● Exercise brief
The material below holds pictures, which are to be left out; copy exactly the lines from the one with "91L325 101L332 135L376" through the one with "positive clicks: (727, 490) (729, 548)".

**** Data to use

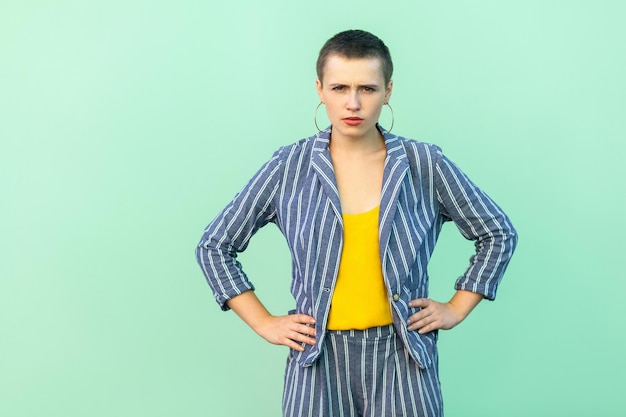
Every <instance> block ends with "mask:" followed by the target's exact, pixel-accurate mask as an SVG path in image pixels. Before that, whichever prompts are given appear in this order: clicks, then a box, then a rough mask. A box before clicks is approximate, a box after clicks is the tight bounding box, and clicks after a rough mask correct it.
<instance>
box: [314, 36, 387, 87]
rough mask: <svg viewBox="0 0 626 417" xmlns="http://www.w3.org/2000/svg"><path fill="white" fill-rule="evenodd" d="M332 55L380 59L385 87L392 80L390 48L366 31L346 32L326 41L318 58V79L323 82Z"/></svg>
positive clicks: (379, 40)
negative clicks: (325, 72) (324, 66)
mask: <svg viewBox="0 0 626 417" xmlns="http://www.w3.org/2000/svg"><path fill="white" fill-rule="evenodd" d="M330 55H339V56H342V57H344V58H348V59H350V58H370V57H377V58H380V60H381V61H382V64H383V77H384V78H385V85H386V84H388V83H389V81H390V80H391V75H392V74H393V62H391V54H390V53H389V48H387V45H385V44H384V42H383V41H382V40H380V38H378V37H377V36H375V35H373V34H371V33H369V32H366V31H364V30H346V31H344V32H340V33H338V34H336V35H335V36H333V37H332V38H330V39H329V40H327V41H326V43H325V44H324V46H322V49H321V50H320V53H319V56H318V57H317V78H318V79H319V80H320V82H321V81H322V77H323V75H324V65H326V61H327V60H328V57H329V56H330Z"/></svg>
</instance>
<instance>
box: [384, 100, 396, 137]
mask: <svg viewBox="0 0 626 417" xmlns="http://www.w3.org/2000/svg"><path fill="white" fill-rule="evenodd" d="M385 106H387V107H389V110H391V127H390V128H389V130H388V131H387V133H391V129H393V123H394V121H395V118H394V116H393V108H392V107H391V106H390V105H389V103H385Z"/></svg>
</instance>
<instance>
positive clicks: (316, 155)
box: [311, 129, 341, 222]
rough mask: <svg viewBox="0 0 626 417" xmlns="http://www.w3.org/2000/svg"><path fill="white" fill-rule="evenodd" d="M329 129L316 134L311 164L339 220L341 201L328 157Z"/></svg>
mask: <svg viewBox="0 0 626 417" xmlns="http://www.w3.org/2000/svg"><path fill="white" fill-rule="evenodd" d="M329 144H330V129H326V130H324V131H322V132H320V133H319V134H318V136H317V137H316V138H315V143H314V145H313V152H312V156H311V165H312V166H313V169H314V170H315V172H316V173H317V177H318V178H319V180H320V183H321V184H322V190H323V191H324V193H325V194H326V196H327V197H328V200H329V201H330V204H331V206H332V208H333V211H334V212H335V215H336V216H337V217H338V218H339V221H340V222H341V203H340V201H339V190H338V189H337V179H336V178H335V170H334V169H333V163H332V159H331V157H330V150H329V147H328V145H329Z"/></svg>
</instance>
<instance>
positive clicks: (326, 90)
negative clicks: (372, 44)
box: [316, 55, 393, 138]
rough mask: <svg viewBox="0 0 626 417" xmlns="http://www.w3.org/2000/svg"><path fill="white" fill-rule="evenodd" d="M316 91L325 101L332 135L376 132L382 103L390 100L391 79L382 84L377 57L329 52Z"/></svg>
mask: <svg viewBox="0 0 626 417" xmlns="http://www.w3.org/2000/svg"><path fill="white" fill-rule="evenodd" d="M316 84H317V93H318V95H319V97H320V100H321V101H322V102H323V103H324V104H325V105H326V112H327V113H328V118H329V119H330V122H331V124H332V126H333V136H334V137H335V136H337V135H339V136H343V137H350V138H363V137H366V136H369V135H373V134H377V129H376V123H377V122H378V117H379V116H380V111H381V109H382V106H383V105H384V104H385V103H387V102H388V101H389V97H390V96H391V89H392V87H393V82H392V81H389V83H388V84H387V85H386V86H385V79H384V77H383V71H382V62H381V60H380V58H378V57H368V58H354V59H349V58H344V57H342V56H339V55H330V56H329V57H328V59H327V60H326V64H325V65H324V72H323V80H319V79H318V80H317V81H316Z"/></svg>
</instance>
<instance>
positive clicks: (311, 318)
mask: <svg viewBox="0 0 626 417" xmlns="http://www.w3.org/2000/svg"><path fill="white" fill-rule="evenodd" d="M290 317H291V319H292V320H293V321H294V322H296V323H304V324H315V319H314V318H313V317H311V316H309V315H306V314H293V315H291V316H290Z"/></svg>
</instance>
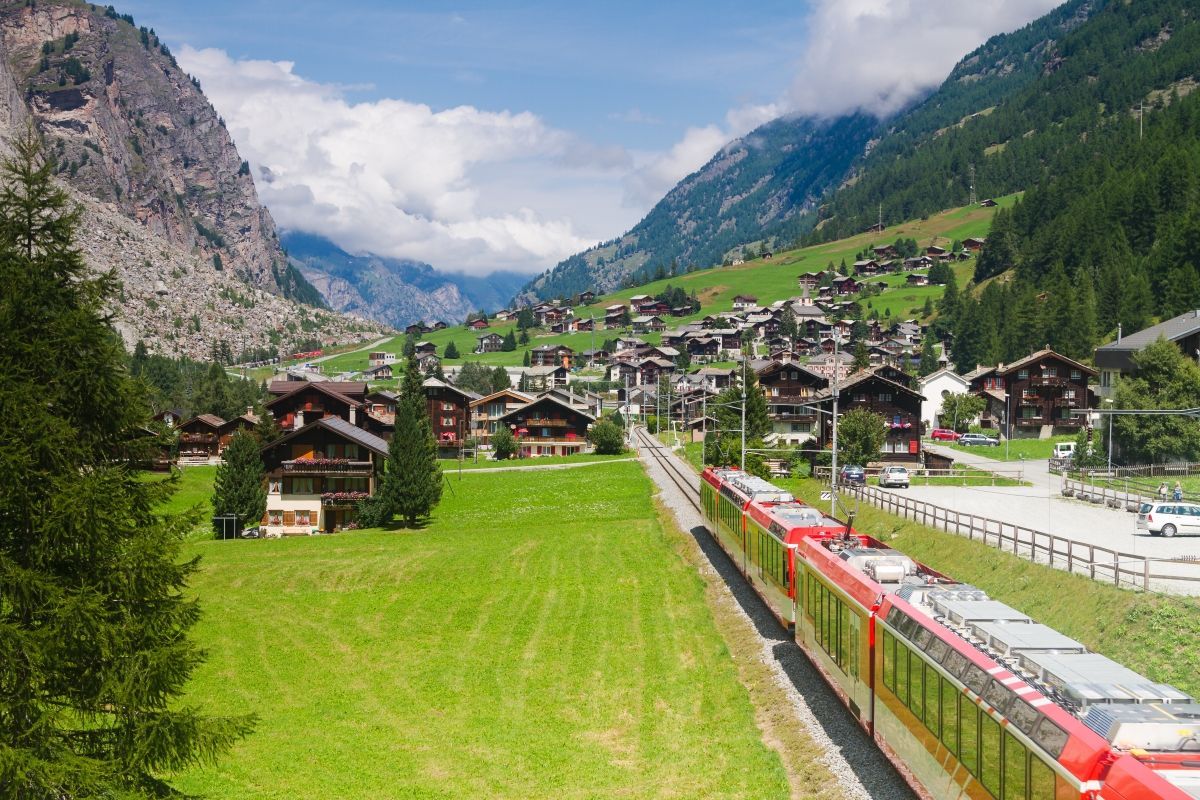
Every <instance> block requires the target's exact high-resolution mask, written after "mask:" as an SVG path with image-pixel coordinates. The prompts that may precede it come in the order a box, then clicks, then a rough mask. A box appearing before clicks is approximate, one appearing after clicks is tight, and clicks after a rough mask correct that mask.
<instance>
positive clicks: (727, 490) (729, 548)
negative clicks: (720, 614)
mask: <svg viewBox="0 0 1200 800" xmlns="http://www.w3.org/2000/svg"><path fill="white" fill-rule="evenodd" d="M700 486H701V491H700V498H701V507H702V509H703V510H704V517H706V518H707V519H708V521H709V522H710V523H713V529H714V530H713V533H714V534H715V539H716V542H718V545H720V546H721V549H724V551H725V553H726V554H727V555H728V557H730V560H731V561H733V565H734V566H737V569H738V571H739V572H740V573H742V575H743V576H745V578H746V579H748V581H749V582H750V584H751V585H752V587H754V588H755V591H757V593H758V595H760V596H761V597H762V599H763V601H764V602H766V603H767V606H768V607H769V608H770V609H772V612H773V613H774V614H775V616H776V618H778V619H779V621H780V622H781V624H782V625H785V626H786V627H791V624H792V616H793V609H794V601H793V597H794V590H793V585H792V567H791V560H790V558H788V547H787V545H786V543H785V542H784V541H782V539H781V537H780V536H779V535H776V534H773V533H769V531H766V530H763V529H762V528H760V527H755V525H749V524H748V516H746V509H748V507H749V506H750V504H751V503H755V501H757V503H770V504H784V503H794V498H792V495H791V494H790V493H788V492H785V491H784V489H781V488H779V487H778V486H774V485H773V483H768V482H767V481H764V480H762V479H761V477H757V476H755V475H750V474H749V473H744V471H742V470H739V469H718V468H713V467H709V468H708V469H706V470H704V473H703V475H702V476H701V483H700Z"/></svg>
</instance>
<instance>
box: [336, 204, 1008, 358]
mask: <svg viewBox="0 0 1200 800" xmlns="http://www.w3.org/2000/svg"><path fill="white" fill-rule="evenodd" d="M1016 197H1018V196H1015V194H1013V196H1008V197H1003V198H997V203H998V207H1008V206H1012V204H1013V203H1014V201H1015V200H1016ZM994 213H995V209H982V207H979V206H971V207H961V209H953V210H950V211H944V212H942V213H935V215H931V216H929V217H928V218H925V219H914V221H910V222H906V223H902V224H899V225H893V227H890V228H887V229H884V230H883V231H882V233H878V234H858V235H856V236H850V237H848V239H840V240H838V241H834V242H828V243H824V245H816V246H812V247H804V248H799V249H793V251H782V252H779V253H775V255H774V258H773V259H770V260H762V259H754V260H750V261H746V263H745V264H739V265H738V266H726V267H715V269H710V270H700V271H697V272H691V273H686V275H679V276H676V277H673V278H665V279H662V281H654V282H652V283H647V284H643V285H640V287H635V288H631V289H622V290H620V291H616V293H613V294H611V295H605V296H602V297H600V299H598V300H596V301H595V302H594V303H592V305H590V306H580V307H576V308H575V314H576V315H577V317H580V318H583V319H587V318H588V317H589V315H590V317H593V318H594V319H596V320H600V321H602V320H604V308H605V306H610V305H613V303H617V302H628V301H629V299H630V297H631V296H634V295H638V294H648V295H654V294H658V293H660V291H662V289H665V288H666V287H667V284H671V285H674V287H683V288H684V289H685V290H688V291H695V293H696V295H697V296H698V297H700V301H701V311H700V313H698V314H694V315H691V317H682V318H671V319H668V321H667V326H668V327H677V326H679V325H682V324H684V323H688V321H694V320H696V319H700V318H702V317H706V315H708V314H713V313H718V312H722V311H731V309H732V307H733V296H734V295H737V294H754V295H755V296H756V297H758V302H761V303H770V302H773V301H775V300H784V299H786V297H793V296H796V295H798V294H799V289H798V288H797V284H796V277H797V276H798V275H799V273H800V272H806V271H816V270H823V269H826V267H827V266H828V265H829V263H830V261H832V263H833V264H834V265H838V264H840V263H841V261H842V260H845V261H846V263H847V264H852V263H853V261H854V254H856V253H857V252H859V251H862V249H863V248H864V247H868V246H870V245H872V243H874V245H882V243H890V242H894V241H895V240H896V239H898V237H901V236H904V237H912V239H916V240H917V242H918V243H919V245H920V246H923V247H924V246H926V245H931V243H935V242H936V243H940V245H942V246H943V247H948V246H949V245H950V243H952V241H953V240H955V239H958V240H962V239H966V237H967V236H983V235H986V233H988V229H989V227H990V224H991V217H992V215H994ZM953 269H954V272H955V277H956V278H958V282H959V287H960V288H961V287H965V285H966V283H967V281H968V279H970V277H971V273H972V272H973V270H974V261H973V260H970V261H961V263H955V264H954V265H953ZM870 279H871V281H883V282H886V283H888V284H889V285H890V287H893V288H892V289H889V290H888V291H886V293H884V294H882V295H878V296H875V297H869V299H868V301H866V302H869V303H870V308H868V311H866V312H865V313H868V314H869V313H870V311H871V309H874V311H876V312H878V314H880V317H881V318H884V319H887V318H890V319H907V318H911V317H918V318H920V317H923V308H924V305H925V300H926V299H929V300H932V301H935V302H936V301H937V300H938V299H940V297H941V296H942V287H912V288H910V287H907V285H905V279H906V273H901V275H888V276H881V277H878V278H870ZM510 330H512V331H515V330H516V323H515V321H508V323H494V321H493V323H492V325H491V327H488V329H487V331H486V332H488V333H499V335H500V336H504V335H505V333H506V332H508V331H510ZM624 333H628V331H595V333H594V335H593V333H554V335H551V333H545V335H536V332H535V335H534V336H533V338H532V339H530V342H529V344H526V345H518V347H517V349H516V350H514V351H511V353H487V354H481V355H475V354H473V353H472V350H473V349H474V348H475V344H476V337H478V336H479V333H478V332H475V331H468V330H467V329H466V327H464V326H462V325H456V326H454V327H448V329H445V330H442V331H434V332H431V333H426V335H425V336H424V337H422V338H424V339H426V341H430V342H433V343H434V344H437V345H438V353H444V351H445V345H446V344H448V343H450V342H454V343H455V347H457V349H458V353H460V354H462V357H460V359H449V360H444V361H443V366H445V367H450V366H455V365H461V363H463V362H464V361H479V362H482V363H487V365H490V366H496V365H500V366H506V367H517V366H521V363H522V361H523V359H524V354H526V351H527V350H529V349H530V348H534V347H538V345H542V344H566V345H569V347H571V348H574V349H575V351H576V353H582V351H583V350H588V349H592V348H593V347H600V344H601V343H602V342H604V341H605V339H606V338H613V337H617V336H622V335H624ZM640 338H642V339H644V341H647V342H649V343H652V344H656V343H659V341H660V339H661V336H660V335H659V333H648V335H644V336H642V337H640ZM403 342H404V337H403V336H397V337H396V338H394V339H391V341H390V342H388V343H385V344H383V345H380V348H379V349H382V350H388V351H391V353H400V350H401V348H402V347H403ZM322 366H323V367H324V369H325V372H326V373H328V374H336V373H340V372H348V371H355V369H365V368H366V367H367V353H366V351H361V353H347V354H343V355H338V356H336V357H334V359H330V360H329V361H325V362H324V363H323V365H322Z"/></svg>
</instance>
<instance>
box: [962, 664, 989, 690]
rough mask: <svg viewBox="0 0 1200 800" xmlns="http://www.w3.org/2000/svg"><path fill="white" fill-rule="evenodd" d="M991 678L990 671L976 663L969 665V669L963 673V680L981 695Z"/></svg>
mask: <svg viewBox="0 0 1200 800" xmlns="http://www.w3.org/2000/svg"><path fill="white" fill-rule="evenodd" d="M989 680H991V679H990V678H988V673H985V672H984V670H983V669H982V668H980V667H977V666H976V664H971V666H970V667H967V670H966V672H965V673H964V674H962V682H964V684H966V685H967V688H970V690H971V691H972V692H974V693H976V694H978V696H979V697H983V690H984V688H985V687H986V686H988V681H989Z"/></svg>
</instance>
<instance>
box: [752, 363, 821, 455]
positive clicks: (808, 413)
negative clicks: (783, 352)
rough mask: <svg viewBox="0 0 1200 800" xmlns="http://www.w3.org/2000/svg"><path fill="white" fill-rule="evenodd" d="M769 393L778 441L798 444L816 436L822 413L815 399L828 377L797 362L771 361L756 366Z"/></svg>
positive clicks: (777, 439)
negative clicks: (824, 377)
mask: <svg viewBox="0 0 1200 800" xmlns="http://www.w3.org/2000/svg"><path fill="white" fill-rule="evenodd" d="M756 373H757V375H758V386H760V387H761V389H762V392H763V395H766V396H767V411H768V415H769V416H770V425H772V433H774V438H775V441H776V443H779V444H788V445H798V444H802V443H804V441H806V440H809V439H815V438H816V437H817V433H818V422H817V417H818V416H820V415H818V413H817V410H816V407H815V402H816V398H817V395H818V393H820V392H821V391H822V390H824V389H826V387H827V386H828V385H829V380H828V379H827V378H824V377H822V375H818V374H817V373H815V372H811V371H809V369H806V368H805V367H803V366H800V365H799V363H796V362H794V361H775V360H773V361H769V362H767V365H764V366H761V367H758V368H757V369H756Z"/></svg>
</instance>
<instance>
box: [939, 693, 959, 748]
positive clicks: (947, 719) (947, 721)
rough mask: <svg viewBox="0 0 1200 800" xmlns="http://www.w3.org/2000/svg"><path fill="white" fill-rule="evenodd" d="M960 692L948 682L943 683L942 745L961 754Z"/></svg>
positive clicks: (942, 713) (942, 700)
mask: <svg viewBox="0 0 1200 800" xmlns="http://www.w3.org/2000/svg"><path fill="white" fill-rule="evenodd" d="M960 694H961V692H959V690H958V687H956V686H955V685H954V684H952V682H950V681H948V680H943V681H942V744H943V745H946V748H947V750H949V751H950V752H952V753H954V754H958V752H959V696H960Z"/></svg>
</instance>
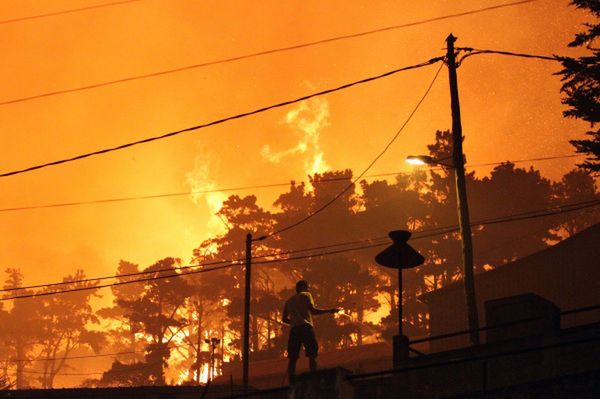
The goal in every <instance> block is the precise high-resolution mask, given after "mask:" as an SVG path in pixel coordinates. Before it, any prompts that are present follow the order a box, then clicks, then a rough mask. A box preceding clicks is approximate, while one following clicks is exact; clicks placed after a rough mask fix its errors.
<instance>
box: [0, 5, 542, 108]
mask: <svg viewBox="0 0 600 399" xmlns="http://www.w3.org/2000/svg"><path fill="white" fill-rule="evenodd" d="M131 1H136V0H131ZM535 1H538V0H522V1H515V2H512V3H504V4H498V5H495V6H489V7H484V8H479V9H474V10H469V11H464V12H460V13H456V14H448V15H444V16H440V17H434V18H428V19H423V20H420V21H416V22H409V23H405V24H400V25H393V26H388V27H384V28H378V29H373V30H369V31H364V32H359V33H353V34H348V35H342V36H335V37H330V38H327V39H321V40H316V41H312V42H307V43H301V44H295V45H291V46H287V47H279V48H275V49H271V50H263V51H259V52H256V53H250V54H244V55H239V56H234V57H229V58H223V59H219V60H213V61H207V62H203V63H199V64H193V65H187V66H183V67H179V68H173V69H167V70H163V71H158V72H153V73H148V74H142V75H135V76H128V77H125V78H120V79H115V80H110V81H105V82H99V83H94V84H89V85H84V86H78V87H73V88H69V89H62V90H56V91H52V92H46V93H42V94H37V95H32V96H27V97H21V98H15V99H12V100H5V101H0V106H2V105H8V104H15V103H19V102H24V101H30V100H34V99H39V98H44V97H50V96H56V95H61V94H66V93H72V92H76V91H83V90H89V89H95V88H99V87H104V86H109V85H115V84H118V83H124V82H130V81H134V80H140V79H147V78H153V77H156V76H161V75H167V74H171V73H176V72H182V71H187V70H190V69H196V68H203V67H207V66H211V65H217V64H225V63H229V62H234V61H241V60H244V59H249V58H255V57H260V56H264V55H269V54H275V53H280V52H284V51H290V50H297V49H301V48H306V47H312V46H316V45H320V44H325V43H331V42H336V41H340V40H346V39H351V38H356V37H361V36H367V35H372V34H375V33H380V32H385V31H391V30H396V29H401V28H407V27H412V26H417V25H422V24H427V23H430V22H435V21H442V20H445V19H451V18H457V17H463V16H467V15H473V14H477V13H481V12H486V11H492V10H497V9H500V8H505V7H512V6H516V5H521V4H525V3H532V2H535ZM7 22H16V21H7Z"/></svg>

********

● Task response
rough mask: <svg viewBox="0 0 626 417" xmlns="http://www.w3.org/2000/svg"><path fill="white" fill-rule="evenodd" d="M316 91L325 101L332 135L376 132L382 103L390 100L391 79L382 84L377 57L329 52Z"/></svg>
mask: <svg viewBox="0 0 626 417" xmlns="http://www.w3.org/2000/svg"><path fill="white" fill-rule="evenodd" d="M316 84H317V93H318V95H319V97H320V100H321V101H322V102H323V103H324V104H325V105H326V112H327V113H328V118H329V119H330V122H331V124H332V126H333V136H334V137H335V136H337V135H339V136H343V137H350V138H363V137H366V136H369V135H373V134H377V129H376V123H377V122H378V117H379V116H380V111H381V109H382V106H383V105H384V104H385V103H387V102H388V101H389V97H390V96H391V89H392V87H393V82H392V81H389V83H388V84H387V85H386V86H385V79H384V77H383V71H382V62H381V60H380V58H378V57H368V58H354V59H349V58H344V57H342V56H339V55H330V56H329V57H328V59H327V60H326V64H325V65H324V72H323V80H319V79H318V80H317V81H316Z"/></svg>
</instance>
<instance>
positive clicks: (311, 318)
mask: <svg viewBox="0 0 626 417" xmlns="http://www.w3.org/2000/svg"><path fill="white" fill-rule="evenodd" d="M290 317H291V319H292V320H293V321H294V322H296V323H304V324H315V319H314V318H313V317H311V316H309V315H306V314H293V315H291V316H290Z"/></svg>
</instance>
Every <instance> block requires the target's exact high-resolution mask, written after "mask:" as an SVG path with image-pixel coordinates. The prompts that may precede it come in the order a box, then clicks, then a rough mask. A box appearing before clicks is approximate, one appearing after clicks is tight, and clicks after a rough mask correct that mask.
<instance>
positive clicks: (727, 490) (729, 548)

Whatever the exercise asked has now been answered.